**Consigne:**
Rédigez la suite du texte consacré aux débuts du magazine Harper's Bazaar, en reprenant juste après sa dernière phrase.

**Extrait:**
------------------------------
Dans la première salle, il est rappelé que le premier magazine de mode ne date pas de 1867, année de la première parution de Harper’s Bazaar mais qu’il existait déjà au XVIe siècle des almanachs présentant des personnes en costume civil, que Watteau avait peint des figures de mode et qu’il y avait déjà des gazettes de mode au XVIIIe siècle.
Page de couverture du magazine "Harper's Bazaar" en 1867 Figures de Mode de Watteau, Femme assise, vers 1710
A l’origine, ce sont les frères Harper, à la tête du groupe de presse « Harper & Brothers » (publications plutôt populaires) qui décident de lancer aux États-Unis un magazine de mode hebdomadaire (il deviendra mensuel en 1901), sur le modèle d’une revue berlinoise de l’époque, Der Bazar.
Ce magazine s’adresse essentiellement aux femmes et est destiné à les instruire en matière de mode, de société, d’art et de littérature. Les Harpers en confient la rédaction à Mary Louise Booth qui, pour l’époque, était une femme engagée, aux idées très avancées : elle était journaliste, abolitionniste, suffragiste et partisane de l’union lors de la guerre civile américaine. Elle était également francophile et dès les premiers numéros, elle accorda une grande place à la littérature en publiant des nouvelles de Charles Dickens et de Wilkie Collins.
------------------------------
**Entrées du corpus:**
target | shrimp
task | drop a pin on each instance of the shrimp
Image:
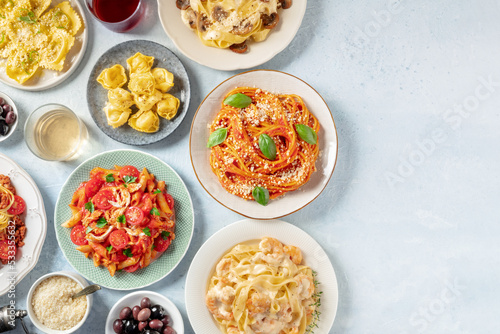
(271, 246)
(217, 308)
(305, 285)
(233, 330)
(258, 303)
(294, 253)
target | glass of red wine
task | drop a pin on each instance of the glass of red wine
(117, 15)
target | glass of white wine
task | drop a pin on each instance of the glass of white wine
(54, 132)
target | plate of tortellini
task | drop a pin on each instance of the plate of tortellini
(138, 92)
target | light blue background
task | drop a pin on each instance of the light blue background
(410, 219)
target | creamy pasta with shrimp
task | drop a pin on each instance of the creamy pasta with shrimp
(262, 288)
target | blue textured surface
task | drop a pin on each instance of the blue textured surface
(410, 217)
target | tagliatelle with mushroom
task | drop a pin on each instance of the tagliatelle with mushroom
(229, 23)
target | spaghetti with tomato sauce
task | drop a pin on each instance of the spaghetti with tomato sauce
(122, 218)
(239, 161)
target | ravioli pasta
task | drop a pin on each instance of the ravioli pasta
(32, 37)
(147, 89)
(230, 23)
(262, 288)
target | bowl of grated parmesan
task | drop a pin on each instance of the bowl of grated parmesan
(50, 306)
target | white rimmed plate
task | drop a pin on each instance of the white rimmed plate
(45, 79)
(224, 59)
(166, 262)
(134, 298)
(35, 219)
(278, 82)
(214, 248)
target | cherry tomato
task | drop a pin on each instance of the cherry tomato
(134, 215)
(78, 235)
(118, 257)
(18, 206)
(4, 250)
(146, 203)
(129, 171)
(102, 198)
(92, 187)
(131, 269)
(170, 201)
(161, 244)
(118, 239)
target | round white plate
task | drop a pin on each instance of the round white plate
(46, 79)
(134, 298)
(224, 59)
(35, 219)
(272, 81)
(214, 248)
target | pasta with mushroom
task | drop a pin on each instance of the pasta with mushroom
(228, 23)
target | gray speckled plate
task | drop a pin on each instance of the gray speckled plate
(97, 96)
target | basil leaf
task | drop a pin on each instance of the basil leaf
(121, 219)
(238, 100)
(307, 134)
(129, 179)
(267, 146)
(261, 195)
(128, 252)
(217, 137)
(101, 222)
(89, 206)
(154, 211)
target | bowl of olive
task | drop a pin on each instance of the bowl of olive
(144, 312)
(8, 116)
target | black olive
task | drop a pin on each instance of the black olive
(131, 327)
(4, 128)
(157, 312)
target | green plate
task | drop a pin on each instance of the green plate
(159, 268)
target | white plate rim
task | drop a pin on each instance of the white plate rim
(222, 63)
(60, 79)
(188, 243)
(145, 293)
(270, 215)
(241, 231)
(43, 217)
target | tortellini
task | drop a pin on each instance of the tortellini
(145, 121)
(164, 80)
(146, 90)
(32, 36)
(167, 107)
(113, 77)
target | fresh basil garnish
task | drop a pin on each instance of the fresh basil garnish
(307, 134)
(238, 100)
(267, 146)
(101, 222)
(217, 137)
(261, 195)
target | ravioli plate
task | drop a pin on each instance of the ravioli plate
(97, 96)
(45, 79)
------------------------------
**Réponse:**
En 1913, le magazine est racheté par le magnat de la presse, William Randolph Hearst, qui passe un contrat d’exclusivité avec le dessinateur russe de Tirtoff, dit Erté (suivre ce lien), qui est proche de Bakst et des Ballets russes (suivre ce lien).
Le magazine entre dans la modernité avec l’arrivée, en 1934, en tant que rédactrice en chef, de Carmel Snow qui confère une importance accrue à la photo en engageant le photoreporter Martin Munk qui, grâce à la photo instantanée donne une image dynamique de la mode.
Portrait de Carmel Snow rédactrice en chef de 1934 à 1957 par Cecil Beaton.
Carmel Snow, francophile elle aussi, s’entoure d’artistes français : le poète, illustrateur Jean Cocteau, le décorateur Christian Bérard, le peintre Raoul Dufy.
Avec le développement du sport et de la vie en plein air, elle donne une nouvelle image de la femme qui, grâce à la photographie, court, vole…
Elle se montre femme engagée en faisant part de ses vues sur la place des femmes au travail, sur la condition des artistes afro-américains et sur les dures conditions de vie dans les quartiers pauvres des grandes villes. En 1939, elle fait appel au photographe Walker Evans qui avait déjà été employé par le Ministère de l’Agriculture américain pour illustrer les conditions de vie dans l’Amérique rurale durant la grande Dépression.
Le slogan de Snow est d’être en phase avec son temps et pour ce faire, elle s’entoure de précieux collaborateurs : Alexey Brodovitch, à qui elle confie la direction artistique et Diana Vreeland, qui devient chroniqueuse et donne libre cours à son excentricité dans ses chroniques « Why don’t you »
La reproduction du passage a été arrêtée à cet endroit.